#### [Text provided]

--- Begin ---

In particular, if we expand any wave function
\begin{equation}
\psi(x) = \sum_{n \gt{} 0} c_n \phi_n(x)
\end{equation}
then \(|c_n|^2\) is the probability that a measurement of energy will yield the result \(E_n\). The fact that these probabilities sum to \(1\) is Parceval's theorem.
8.3.Continuous Spectrum
A Hermitian operator \(A\) can also have a continuous spectrum of
eigenvalues, say \(a \in \mathbb{R}\), or some interval in
\(\mathbb{R}\). In this case, we cannot choose the eigenfunctions to
form a complete orthonormal basis in the standard sense - we need a
``continuous" version of the unit matrix \(\delta_{mn}\).
For this purpose, we will introduce the
Dirac delta
function, denoted by \(\delta(a)\). This is not a function but a
‘distribution’. This means it behaves as a function inside
integrals. You can think about it roughly as a function with
\begin{equation}
\delta(a) = \begin{cases}
0 & \quad a \neq 0 \\
\infty & \quad a = 0
\end{cases} \,
\end{equation}
but where the area under the function is \(1\),
\begin{equation}
\int^\infty_{-\infty} \delta(a)\, {\rm d}a = 1 \, .
\end{equation}
A more precise definition is as a limit of a Gaussian function
\begin{equation}
\delta_\epsilon(a) = \frac{1}{\epsilon \sqrt{\pi}}e^{-a^2 / \epsilon^2}
\end{equation}
as it becomes infinitely thin \(\epsilon \to 0^+\).

--- End ---

#### [Requests]
1. In the quantum mechanics passage, rewrite the portion starting with "In particular, if" and going on through "is Parceval's theorem.", changing "probability" to "likelihood".
2. Translate this sentence from the quantum mechanics passage into Spanish: "This means it behaves as a function inside integrals."
3. Proceed with the quantum mechanics passage on the Dirac delta, picking up after its last sentence.

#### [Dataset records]
--- Begin ---

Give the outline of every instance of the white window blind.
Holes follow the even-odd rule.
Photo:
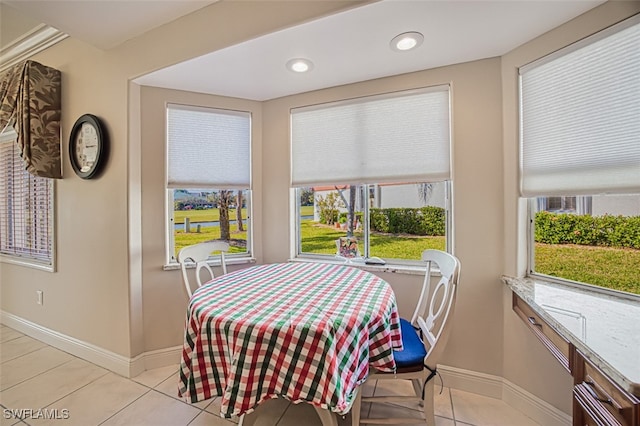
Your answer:
[[[169,104],[168,188],[248,189],[248,112]]]
[[[522,196],[640,192],[639,22],[520,70]]]
[[[25,170],[13,131],[0,137],[0,253],[53,263],[53,179]]]
[[[450,178],[449,87],[296,108],[293,186]]]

--- End ---

#### [Results of the tasks]
1.
In particular, if we expand any wave function
\begin{equation}
\psi(x) = \sum_{n \gt{} 0} c_n \phi_n(x)
\end{equation}
then \(|c_n|^2\) is the likelihood that a measurement of energy will yield the result \(E_n\). The fact that these probabilities sum to \(1\) is Parceval's theorem.

2. Esto significa que se comporta como una función dentro de las integrales.

3.
For the calculations that we need to do in this course, we will accept
the following important properties of the Dirac delta function.
The Dirac delta is for a continuous basis what a Kronecker
delta is for a discrete basis.
For a Hermitian operator \(A\) with a continuous spectrum, it is
possible to find a basis of eigenfunctions \(\phi_a(x)\) with
eigenvalues \(a \in \mathbb{R}\) such that
\begin{equation}
\langle \phi_{a} , \phi_{a'} \rangle = \delta(a-a') \, .
\end{equation}
This means the eigenfunctions \(\psi_a(x)\) are not square-normalisable since \(\langle \psi_a , \psi_{a} \rangle = \infty\). Nevertheless, any square-normalisable wave function can still be uniquely expanded
\begin{equation}
\psi(x) = \int^\infty_{-\infty} \, c(a) \, \phi_a(x)\, {\rm d}a\,,
\end{equation}
with complex coefficients \(c(a)\) depending continuously on \(a\).
Eigenfunctions of an operator with continuous spectrum are
not unit-normalisable, but can be ‘delta-function normalised’.
The coefficients can be calculated using the inner product,
\begin{align}
\langle \phi_{a} , \psi \rangle
& = \int^\infty_{-\infty} c(a') \, \langle \phi_{a} , \phi_{a'}
\rangle\, {\rm d}a'\\
& = \int^\infty_{-\infty} c(a') \, \delta(a-a')\, {\rm d}a' \\
& = c(a) \, .
\end{align}
This is the continuous analogue of the discrete result \(\langle \phi_n ,\psi\rangle = c_n\).
The norm of a wave function can be expressed
\begin{align}
\langle \psi , \psi \rangle & = \int^\infty_{-\infty} \overline{c(a)}
c(a') \langle \phi_{a} , \phi_{a'} \rangle\, {\rm d}a {\rm d}a' \\
& = \int^\infty_{-\infty} \overline{c(a)} c(a') \delta(a-a') \, {\rm d}a {\rm d}a'\\
& = \int^\infty_{-\infty} |c(a)|^2\,{\rm d}a \, .
\end{align}
This is the continuous analogue of the discrete result \(\langle \psi,\psi\rangle = \sum_n |c_n|^2\).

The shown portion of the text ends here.